• _Available data_:
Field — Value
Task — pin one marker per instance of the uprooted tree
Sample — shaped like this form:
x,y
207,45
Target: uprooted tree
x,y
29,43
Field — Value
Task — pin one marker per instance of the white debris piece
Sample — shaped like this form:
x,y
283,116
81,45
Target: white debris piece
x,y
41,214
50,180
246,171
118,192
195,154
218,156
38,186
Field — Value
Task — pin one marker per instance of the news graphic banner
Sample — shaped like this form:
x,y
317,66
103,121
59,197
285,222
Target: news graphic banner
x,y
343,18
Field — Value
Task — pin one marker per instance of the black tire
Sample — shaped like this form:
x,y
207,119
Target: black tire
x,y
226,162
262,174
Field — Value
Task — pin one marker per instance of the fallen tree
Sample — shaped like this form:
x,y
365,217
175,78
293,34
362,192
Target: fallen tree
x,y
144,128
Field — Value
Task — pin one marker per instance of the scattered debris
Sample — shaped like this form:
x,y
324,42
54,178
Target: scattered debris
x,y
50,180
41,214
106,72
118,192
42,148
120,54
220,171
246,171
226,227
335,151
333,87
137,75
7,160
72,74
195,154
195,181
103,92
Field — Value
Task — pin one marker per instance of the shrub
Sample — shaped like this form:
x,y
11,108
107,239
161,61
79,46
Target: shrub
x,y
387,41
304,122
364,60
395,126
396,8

• _Set exercise_: Copy out all of the entries above word for word, leaving nothing out.

• _Full output_:
Field — Value
Task — pin one marker per instance of the uprooted tree
Sample — shaped like this form:
x,y
207,45
Target: uprooted tree
x,y
29,43
Field — Value
Task — pin one marker per instance of the white debris piece
Sample — shaped like this form:
x,y
283,116
81,45
Target: white debris piece
x,y
41,214
50,180
246,171
118,192
195,154
218,156
38,186
Field — Value
Task — pin one marker per instance of the news graphic banner
Sample — shaped like this form:
x,y
317,66
103,121
59,197
285,222
Target: news graphic banner
x,y
343,18
Field — Value
Task — pin one marker per instance of the black tire
Sample — shaped like this form:
x,y
207,119
Target: black tire
x,y
226,162
262,174
Field — Value
Task — pin one marker per instance of the fallen tree
Sample — shaped like this form:
x,y
365,217
175,78
293,34
362,192
Target: fallen tree
x,y
144,128
Field — Value
Task — pin one marker per instance of the scattered debris
Sample — shaped like this form:
x,y
324,42
54,178
Target: scattered debris
x,y
50,180
41,214
106,72
118,192
42,148
120,54
220,171
246,171
226,227
335,151
333,87
137,75
7,160
72,74
195,154
195,181
103,92
Field — Value
Task — pin one marker per instance of the shrub
Sample — shaped like this form:
x,y
11,108
107,239
161,61
79,46
Target: shrub
x,y
387,41
304,122
364,60
395,126
396,8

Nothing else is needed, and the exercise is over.